● **Quoted passage**
But this practice has presented many CIOs with a growing dilemma. The boards and executives of many organizations grapple with authorizing continuing investment from shared services functions such as IT without insight as to how such spending relates to the demands of the business units or how it will impact long-term profitability. Regardless of whether shared services are provided in-house or by a third party, organizations need far better insight into these costs and particularly the costs of the IT function, which for many is simply a black hole. CIOs must understand these numbers in support of future IT investment, corporate cost and profitability initiatives, and their own continued career success.
The true strength offered to corporations by business performance management is the underlying collaborative and synergistic efforts of the operational and financial sides of an organization working towards set key performance indicators (KPIs) and performance standards. IT shared services organizations and the business units that they support have a unique opportunity to deliver direct cost savings to the corporation, enhance profitability, and help the CEO, CIO, and each other meet and exceed their own business objectives.
The Case For Focusing On Shared Services
For example, exhibit 1 shows a typical cost center for a telecommunications provider. More than half the costs carried by the center's P&L are allocations from shared services departments or other corporate overhead. Should this enterprise be seeking a modest 5 percent reduction in costs, this manager has only two options: Remove 10 percent from his own direct costs, most of which are to do with people, or lobby the executive to critically examine the costs of the shared services functions.

Despite the gains to be had by building shared services departments and by locating them where the required skills can be obtained at the lowest cost, many organizations still have a limited understanding of the relationships among shared service centers and business units. One reason is that shared service departments tend to plan their resources and budget separately from business units. As the financial year progresses, the capacity of shared services departments and the demands of operational business units can become grossly misaligned.

● **What the task requires**
In the passage on shared services costs, what portion of the telecommunications cost center's P&L costs comes from allocations from shared services departments or other corporate overhead? The records that follow have no connection to the text above.

● **Provided data**
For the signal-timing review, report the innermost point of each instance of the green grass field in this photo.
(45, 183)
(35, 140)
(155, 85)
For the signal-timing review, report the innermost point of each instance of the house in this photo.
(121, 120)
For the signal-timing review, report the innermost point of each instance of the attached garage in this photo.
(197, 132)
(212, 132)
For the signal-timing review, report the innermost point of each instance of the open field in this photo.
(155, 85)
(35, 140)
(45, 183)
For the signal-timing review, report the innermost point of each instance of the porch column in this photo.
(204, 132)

● **Complete response**
More than half.